### What is expected:
In the bed bug study summary, revise the passage starting at "These results demonstrate" and ending at "of Chemical Industry.", replacing "pest control operators" with "pest management professionals".

Overall mortality for the Harold Harlan (insecticide‐susceptible) strain was high (98–100%) following exposure to Aprehend™ or Suspend SC (deltamethrin). The mean survival times (MSTs) for Harold Harlan bed bugs were 5.1 days for Aprehend™ and 4.8 and 3.0 days for the low and high concentrations of Suspend SC respectively. All three strains of pyrethroid‐resistant bed bugs were susceptible to infection by B. bassiana, resulting in MSTs of <6 days (median = 4 days) and >94% overall mortality. Conversely, mortality of the three insecticide‐resistant strains after exposure to Suspend SC was only 16‐40%.

CONCLUSION

These results demonstrate that Aprehend™ is equally effective against insecticide‐susceptible and insecticide‐resistant bed bugs and could provide pest control operators with a promising new tool for control of bed bugs and insecticide resistance management. © 2017 The Authors. Pest Management Science published by John Wiley & Sons Ltd on behalf of Society of Chemical Industry.

Records from a dataset
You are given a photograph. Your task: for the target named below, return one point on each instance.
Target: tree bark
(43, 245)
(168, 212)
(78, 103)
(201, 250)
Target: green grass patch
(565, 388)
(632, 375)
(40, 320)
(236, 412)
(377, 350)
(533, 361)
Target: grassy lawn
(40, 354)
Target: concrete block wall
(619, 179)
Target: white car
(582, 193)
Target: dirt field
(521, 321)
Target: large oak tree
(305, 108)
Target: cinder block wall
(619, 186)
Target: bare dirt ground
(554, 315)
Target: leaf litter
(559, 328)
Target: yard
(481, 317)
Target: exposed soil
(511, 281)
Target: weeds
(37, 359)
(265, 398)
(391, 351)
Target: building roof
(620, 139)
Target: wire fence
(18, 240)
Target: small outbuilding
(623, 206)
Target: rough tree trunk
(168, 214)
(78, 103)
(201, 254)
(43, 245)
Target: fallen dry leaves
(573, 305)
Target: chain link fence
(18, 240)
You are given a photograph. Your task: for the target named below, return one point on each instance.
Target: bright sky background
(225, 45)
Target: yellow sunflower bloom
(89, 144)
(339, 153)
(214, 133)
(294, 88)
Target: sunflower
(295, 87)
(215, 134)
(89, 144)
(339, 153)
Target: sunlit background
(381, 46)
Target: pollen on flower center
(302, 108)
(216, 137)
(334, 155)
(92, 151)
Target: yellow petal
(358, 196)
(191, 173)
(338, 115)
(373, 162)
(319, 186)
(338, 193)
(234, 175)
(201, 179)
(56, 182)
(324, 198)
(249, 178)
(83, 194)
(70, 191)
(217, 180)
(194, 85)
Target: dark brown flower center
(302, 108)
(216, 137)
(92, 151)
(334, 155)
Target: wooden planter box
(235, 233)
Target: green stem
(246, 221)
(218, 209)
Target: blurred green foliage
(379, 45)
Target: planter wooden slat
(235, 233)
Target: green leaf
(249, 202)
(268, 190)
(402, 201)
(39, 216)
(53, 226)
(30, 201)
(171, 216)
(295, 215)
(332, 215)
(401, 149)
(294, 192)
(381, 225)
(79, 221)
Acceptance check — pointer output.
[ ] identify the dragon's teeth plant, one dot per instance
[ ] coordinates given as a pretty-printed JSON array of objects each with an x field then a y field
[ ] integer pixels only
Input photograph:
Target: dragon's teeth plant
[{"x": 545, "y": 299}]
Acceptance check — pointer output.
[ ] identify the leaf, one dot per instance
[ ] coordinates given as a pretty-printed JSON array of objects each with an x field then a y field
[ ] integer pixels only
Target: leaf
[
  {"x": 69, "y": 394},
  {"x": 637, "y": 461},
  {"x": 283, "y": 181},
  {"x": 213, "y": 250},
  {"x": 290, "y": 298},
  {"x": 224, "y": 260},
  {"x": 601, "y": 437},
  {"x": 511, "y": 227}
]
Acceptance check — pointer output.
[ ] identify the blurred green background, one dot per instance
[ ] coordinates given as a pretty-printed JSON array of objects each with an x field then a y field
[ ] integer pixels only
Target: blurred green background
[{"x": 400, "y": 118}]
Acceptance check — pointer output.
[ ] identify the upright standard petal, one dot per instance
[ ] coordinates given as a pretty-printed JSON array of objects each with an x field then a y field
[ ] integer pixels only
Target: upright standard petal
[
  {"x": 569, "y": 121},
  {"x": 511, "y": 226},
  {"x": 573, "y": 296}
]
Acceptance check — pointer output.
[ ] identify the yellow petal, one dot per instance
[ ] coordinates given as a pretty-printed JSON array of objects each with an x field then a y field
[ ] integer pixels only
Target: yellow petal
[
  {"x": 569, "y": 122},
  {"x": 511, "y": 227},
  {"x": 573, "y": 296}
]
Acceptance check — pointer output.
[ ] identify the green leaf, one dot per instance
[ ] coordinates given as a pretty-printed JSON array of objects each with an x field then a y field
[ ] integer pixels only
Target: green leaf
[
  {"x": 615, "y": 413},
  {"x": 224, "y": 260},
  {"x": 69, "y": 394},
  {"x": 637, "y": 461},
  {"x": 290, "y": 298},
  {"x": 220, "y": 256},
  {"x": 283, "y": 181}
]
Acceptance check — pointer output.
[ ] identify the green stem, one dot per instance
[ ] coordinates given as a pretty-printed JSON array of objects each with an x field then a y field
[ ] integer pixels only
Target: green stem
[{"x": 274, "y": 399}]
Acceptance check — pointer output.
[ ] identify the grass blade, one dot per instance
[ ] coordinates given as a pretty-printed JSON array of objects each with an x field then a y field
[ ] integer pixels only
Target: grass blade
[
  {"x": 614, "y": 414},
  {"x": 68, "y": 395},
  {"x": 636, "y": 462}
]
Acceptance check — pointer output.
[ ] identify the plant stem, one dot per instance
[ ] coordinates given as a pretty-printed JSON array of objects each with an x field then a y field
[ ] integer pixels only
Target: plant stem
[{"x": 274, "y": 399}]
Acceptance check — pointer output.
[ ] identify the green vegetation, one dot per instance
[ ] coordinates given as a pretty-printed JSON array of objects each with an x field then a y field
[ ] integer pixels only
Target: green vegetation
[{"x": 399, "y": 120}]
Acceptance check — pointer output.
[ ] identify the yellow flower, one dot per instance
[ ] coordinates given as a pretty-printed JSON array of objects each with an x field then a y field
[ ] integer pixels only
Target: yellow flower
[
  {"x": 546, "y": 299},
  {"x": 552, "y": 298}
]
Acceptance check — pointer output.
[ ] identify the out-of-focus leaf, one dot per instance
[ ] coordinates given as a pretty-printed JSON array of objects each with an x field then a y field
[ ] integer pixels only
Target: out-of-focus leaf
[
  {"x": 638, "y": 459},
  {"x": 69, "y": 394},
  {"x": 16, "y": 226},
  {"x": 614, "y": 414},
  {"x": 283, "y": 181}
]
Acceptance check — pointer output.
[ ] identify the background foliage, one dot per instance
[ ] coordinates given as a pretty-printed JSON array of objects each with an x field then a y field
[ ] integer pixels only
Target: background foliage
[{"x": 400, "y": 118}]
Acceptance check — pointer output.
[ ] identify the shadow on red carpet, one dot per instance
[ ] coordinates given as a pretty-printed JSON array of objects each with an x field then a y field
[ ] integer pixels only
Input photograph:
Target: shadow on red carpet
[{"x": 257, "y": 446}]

### Reply:
These results demonstrate that Aprehend™ is equally effective against insecticide‐susceptible and insecticide‐resistant bed bugs and could provide pest management professionals with a promising new tool for control of bed bugs and insecticide resistance management. © 2017 The Authors. Pest Management Science published by John Wiley & Sons Ltd on behalf of Society of Chemical Industry.